**Your objective**
Extract each line from the records below that contains the string "navy". Treat capital and lowercase letters as different.
** begin **
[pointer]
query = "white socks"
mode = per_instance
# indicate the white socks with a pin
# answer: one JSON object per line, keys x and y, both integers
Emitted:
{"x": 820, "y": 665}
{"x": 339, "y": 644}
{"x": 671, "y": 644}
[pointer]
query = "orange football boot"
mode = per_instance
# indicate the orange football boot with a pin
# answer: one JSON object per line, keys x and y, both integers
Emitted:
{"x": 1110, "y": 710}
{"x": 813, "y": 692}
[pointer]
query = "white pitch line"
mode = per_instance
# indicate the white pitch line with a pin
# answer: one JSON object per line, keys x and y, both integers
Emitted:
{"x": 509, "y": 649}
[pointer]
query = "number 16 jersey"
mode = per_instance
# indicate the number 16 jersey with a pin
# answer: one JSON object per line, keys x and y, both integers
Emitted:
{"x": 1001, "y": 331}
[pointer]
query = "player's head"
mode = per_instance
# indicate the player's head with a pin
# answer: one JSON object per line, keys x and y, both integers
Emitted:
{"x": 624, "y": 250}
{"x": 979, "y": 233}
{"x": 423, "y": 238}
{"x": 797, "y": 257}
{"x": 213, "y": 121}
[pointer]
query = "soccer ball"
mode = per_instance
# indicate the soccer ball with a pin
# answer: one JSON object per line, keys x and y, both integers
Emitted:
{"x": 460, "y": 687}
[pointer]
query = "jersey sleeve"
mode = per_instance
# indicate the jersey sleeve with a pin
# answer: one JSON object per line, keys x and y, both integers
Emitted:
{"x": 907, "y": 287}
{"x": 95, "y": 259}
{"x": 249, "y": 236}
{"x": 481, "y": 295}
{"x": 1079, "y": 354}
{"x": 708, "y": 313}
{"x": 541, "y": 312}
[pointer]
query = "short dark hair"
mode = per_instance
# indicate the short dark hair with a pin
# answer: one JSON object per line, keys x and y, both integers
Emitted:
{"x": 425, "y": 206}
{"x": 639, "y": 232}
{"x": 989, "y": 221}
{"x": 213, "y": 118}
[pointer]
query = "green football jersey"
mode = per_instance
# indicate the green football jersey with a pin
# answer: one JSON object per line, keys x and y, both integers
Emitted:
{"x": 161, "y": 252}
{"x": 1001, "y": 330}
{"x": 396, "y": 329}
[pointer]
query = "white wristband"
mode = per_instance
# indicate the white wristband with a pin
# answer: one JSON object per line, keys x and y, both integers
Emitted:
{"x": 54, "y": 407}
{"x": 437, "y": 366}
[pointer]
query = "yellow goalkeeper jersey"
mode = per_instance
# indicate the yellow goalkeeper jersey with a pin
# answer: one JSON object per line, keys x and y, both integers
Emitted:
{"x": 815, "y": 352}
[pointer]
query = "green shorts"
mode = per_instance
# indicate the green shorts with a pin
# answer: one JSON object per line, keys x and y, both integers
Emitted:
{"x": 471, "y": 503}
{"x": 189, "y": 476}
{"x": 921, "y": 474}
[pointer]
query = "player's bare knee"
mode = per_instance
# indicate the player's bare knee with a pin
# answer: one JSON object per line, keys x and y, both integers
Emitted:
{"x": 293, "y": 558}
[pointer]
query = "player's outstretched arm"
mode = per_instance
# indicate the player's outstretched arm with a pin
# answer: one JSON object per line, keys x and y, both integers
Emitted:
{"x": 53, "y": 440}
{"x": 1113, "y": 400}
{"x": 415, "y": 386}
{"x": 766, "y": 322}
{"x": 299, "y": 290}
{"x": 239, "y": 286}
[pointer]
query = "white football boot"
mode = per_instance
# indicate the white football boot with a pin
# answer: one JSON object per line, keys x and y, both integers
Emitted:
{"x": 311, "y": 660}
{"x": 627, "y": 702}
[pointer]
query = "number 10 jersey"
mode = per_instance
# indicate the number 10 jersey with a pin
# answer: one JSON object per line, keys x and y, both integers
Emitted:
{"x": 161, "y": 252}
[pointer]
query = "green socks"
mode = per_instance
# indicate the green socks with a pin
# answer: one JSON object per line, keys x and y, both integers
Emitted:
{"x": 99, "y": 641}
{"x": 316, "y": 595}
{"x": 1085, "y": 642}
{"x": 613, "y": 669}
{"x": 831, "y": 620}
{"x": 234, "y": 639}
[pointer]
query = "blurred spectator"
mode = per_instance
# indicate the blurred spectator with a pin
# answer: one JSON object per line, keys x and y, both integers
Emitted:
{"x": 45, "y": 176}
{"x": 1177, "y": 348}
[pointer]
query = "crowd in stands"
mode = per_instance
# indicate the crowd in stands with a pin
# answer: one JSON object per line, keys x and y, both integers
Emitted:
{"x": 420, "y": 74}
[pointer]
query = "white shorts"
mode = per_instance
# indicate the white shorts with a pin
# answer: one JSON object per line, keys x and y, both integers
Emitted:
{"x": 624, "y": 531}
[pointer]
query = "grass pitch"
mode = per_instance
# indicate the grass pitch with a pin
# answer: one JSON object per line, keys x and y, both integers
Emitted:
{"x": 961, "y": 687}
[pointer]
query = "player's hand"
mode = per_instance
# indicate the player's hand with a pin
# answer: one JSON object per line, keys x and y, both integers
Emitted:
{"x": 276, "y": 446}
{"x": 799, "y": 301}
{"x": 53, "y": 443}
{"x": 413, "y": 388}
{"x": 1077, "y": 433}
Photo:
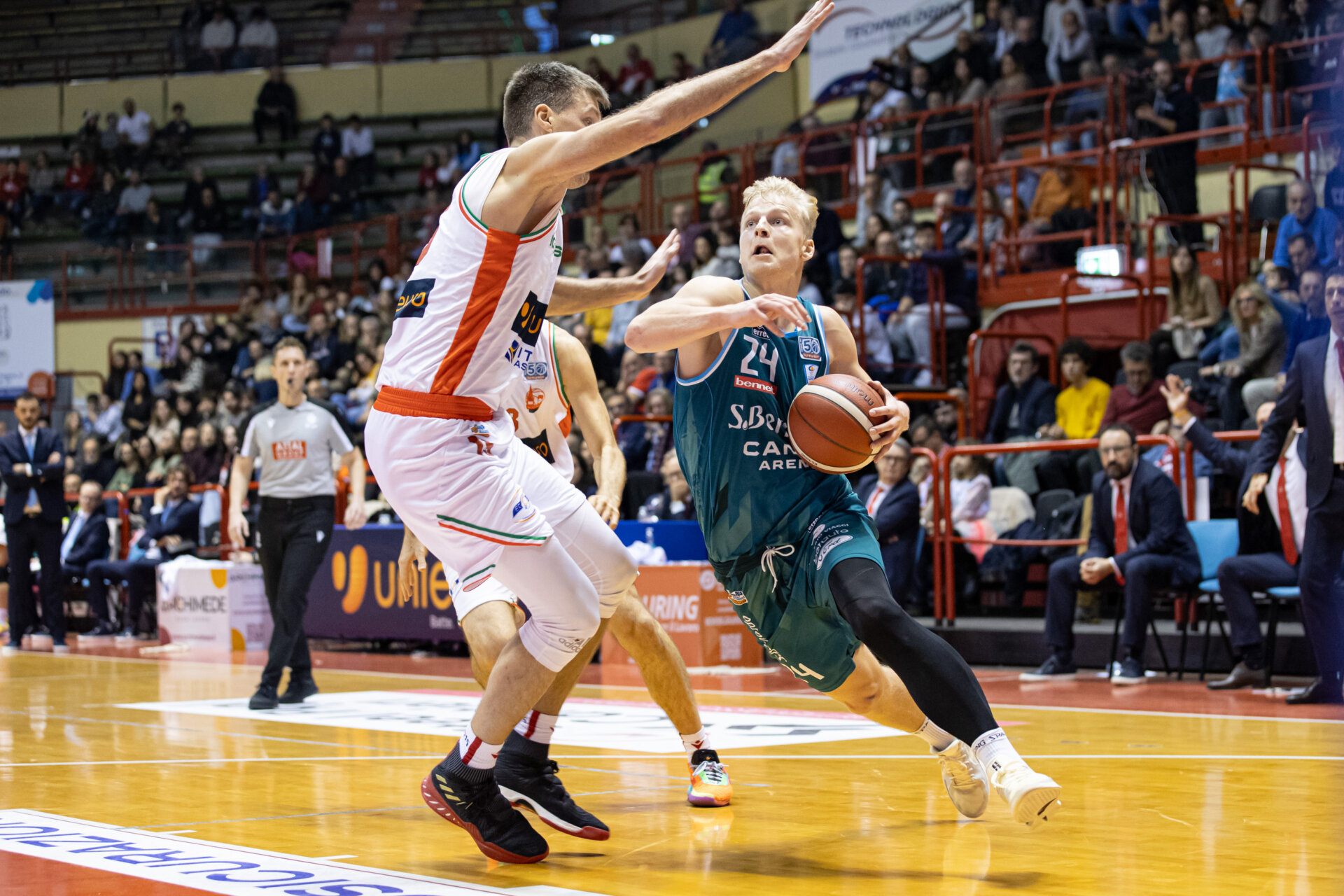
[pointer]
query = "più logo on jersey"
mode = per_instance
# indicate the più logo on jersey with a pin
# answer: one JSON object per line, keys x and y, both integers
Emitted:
{"x": 755, "y": 384}
{"x": 414, "y": 298}
{"x": 289, "y": 449}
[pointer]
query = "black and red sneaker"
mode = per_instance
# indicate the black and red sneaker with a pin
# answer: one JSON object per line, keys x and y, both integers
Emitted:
{"x": 480, "y": 809}
{"x": 528, "y": 780}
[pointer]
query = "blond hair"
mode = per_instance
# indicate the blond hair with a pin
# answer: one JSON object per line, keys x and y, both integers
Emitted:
{"x": 787, "y": 191}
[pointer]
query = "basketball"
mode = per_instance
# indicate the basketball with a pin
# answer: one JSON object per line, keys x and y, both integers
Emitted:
{"x": 828, "y": 424}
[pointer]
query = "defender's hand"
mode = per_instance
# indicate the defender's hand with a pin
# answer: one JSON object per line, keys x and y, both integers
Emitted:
{"x": 790, "y": 45}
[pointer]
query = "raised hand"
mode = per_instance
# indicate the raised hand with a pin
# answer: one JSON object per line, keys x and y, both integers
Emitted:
{"x": 792, "y": 43}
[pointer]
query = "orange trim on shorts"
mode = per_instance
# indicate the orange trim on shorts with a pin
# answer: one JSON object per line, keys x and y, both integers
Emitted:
{"x": 448, "y": 407}
{"x": 491, "y": 280}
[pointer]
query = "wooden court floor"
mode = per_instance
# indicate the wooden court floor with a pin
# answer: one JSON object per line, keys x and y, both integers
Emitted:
{"x": 1167, "y": 790}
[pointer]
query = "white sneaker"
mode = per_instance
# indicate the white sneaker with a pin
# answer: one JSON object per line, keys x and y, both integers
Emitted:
{"x": 1031, "y": 796}
{"x": 964, "y": 777}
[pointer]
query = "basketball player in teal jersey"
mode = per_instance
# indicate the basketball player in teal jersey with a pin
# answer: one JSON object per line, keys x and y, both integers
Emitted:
{"x": 793, "y": 546}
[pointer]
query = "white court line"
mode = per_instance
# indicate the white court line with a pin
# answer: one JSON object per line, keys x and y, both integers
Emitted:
{"x": 197, "y": 762}
{"x": 781, "y": 695}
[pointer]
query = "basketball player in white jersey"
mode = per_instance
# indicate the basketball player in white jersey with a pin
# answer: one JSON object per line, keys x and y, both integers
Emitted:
{"x": 438, "y": 438}
{"x": 554, "y": 390}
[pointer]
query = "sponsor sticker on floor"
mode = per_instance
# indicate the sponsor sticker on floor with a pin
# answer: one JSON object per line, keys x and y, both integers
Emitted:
{"x": 608, "y": 724}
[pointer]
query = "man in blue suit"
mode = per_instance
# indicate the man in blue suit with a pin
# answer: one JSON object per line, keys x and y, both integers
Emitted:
{"x": 86, "y": 540}
{"x": 1139, "y": 543}
{"x": 1313, "y": 391}
{"x": 1269, "y": 542}
{"x": 33, "y": 464}
{"x": 174, "y": 528}
{"x": 892, "y": 501}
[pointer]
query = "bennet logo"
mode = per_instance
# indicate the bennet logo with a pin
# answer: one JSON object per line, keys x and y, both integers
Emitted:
{"x": 528, "y": 321}
{"x": 289, "y": 450}
{"x": 414, "y": 298}
{"x": 350, "y": 574}
{"x": 755, "y": 384}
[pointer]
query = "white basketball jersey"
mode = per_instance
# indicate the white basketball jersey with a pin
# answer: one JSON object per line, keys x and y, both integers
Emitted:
{"x": 472, "y": 308}
{"x": 539, "y": 407}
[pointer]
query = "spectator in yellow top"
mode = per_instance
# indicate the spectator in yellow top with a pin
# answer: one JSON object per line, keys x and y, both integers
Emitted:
{"x": 1078, "y": 413}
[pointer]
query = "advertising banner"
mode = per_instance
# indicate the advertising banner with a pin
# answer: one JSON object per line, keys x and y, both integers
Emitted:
{"x": 354, "y": 594}
{"x": 213, "y": 603}
{"x": 27, "y": 333}
{"x": 862, "y": 30}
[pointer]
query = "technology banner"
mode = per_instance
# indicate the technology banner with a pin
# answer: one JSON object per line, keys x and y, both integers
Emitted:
{"x": 862, "y": 30}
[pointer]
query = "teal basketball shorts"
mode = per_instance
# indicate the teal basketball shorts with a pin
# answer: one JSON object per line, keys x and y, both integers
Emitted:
{"x": 792, "y": 613}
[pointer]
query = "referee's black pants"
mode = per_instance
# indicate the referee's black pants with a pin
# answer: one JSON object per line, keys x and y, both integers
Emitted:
{"x": 292, "y": 538}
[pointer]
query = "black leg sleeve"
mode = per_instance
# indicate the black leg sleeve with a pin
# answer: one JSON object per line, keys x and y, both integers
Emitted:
{"x": 941, "y": 682}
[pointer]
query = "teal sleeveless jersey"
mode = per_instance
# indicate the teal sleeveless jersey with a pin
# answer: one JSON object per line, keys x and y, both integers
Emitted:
{"x": 730, "y": 424}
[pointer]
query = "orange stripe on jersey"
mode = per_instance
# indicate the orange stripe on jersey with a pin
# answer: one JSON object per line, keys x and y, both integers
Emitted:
{"x": 425, "y": 251}
{"x": 491, "y": 279}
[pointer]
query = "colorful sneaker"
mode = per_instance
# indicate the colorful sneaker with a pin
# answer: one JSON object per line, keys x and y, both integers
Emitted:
{"x": 480, "y": 809}
{"x": 710, "y": 785}
{"x": 531, "y": 782}
{"x": 968, "y": 789}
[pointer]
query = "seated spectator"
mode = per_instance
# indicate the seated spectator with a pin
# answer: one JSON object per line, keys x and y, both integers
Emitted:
{"x": 175, "y": 137}
{"x": 131, "y": 207}
{"x": 276, "y": 216}
{"x": 92, "y": 464}
{"x": 344, "y": 197}
{"x": 734, "y": 39}
{"x": 1269, "y": 540}
{"x": 101, "y": 213}
{"x": 1306, "y": 219}
{"x": 172, "y": 530}
{"x": 356, "y": 146}
{"x": 88, "y": 539}
{"x": 892, "y": 501}
{"x": 257, "y": 42}
{"x": 326, "y": 144}
{"x": 1193, "y": 311}
{"x": 1070, "y": 48}
{"x": 1026, "y": 403}
{"x": 1139, "y": 545}
{"x": 276, "y": 105}
{"x": 1260, "y": 356}
{"x": 675, "y": 501}
{"x": 131, "y": 472}
{"x": 134, "y": 136}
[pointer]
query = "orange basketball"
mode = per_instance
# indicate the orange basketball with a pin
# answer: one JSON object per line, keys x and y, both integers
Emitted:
{"x": 828, "y": 422}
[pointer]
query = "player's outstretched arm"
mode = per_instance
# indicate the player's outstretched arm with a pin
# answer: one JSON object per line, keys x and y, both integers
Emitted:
{"x": 585, "y": 398}
{"x": 573, "y": 296}
{"x": 889, "y": 421}
{"x": 558, "y": 158}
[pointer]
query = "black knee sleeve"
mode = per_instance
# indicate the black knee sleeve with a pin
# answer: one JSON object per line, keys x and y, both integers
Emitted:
{"x": 940, "y": 681}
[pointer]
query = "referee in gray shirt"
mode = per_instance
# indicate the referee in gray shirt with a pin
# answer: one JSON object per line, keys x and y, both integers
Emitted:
{"x": 293, "y": 440}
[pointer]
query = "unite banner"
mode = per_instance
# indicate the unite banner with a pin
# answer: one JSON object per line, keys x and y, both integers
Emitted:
{"x": 862, "y": 30}
{"x": 27, "y": 333}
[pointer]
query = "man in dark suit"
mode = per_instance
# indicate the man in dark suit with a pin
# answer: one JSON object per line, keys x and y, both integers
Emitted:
{"x": 892, "y": 501}
{"x": 1025, "y": 403}
{"x": 1313, "y": 391}
{"x": 34, "y": 464}
{"x": 174, "y": 528}
{"x": 1139, "y": 543}
{"x": 86, "y": 540}
{"x": 1269, "y": 542}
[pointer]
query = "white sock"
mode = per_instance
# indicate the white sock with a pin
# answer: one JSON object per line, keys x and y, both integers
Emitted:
{"x": 993, "y": 750}
{"x": 699, "y": 741}
{"x": 537, "y": 727}
{"x": 475, "y": 752}
{"x": 934, "y": 736}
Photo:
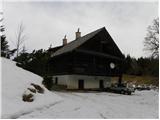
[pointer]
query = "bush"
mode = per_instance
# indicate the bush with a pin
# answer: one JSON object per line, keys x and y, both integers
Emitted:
{"x": 47, "y": 82}
{"x": 38, "y": 88}
{"x": 27, "y": 97}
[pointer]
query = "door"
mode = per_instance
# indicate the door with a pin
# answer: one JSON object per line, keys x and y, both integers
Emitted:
{"x": 81, "y": 84}
{"x": 101, "y": 84}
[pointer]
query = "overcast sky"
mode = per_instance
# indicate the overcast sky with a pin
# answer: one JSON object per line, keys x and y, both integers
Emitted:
{"x": 47, "y": 22}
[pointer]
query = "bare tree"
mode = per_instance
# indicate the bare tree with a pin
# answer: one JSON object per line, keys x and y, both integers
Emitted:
{"x": 151, "y": 42}
{"x": 20, "y": 38}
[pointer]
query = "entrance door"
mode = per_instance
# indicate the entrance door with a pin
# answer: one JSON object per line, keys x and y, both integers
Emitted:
{"x": 81, "y": 84}
{"x": 56, "y": 80}
{"x": 101, "y": 85}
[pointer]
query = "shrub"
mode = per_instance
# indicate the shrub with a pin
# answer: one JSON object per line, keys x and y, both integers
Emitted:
{"x": 32, "y": 90}
{"x": 47, "y": 82}
{"x": 27, "y": 97}
{"x": 38, "y": 88}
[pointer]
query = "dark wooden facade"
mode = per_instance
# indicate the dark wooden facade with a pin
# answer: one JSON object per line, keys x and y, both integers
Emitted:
{"x": 92, "y": 57}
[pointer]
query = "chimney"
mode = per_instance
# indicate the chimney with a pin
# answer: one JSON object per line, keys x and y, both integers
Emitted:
{"x": 78, "y": 34}
{"x": 64, "y": 41}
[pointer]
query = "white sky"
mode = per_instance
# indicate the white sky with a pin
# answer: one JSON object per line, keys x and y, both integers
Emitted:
{"x": 47, "y": 22}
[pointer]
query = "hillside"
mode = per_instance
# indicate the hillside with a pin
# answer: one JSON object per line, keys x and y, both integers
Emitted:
{"x": 15, "y": 82}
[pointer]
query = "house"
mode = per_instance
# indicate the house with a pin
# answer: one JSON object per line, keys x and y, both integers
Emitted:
{"x": 88, "y": 62}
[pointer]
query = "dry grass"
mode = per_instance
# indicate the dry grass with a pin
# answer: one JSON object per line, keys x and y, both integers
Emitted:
{"x": 139, "y": 79}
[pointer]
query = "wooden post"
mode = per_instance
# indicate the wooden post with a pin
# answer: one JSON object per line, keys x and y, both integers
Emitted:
{"x": 120, "y": 80}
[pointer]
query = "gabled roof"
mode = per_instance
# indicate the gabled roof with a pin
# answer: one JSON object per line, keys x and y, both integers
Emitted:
{"x": 76, "y": 43}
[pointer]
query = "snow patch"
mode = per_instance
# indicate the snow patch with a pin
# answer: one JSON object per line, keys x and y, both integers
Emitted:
{"x": 15, "y": 82}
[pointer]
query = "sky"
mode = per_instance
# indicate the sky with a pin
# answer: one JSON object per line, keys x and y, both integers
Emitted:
{"x": 46, "y": 22}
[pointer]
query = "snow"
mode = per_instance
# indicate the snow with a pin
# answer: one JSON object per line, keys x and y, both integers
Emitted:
{"x": 142, "y": 104}
{"x": 15, "y": 82}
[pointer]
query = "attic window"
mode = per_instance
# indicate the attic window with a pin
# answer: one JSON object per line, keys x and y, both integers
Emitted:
{"x": 112, "y": 65}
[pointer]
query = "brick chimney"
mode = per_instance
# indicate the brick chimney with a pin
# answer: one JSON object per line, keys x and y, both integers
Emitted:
{"x": 78, "y": 34}
{"x": 64, "y": 41}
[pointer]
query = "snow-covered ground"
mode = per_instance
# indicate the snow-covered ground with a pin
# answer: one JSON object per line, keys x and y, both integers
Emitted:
{"x": 15, "y": 80}
{"x": 142, "y": 104}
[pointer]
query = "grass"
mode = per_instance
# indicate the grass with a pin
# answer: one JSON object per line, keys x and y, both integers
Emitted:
{"x": 148, "y": 80}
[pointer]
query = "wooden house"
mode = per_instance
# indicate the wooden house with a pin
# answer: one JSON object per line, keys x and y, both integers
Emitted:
{"x": 88, "y": 62}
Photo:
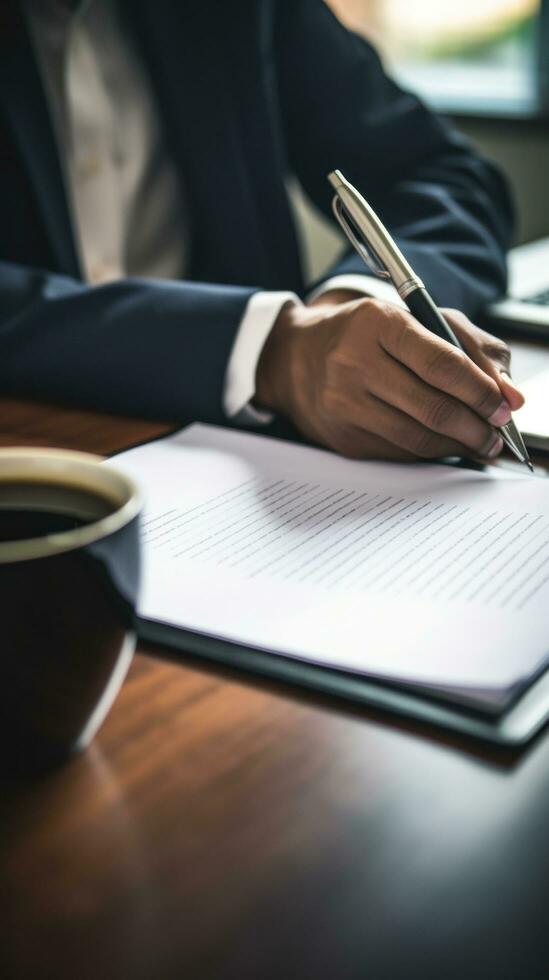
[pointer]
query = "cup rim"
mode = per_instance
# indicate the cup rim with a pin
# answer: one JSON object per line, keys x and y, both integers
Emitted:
{"x": 63, "y": 466}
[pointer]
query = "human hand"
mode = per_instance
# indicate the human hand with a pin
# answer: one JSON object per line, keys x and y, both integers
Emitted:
{"x": 365, "y": 379}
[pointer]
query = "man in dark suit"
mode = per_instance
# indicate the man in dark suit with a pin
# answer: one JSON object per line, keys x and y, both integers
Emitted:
{"x": 148, "y": 257}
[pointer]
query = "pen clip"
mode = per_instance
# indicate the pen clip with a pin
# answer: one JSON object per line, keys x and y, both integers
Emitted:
{"x": 366, "y": 253}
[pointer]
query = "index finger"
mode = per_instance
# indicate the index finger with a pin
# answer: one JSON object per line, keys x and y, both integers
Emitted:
{"x": 443, "y": 366}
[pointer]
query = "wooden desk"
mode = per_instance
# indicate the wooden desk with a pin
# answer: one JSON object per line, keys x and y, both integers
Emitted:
{"x": 220, "y": 827}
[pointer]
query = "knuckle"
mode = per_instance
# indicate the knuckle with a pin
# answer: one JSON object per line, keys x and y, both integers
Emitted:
{"x": 487, "y": 400}
{"x": 330, "y": 401}
{"x": 446, "y": 366}
{"x": 440, "y": 413}
{"x": 425, "y": 444}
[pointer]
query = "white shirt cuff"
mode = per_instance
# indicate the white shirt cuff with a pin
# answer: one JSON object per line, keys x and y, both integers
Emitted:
{"x": 255, "y": 326}
{"x": 367, "y": 285}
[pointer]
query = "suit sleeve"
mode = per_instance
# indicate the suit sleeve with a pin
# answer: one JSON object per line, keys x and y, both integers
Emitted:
{"x": 447, "y": 207}
{"x": 153, "y": 349}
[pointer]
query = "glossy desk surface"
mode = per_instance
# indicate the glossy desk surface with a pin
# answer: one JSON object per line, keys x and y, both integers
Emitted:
{"x": 223, "y": 827}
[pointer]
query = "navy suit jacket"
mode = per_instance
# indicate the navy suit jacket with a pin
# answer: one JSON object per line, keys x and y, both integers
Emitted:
{"x": 250, "y": 91}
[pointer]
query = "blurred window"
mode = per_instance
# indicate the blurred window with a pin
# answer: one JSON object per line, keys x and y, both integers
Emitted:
{"x": 473, "y": 55}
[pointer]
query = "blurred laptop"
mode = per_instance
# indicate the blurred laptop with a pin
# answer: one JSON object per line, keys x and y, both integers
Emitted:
{"x": 524, "y": 312}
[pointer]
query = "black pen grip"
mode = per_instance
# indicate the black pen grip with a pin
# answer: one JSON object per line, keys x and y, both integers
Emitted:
{"x": 428, "y": 314}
** end **
**Response**
query = "navy suit jacket"
# indicate the navy suit jacket with a pin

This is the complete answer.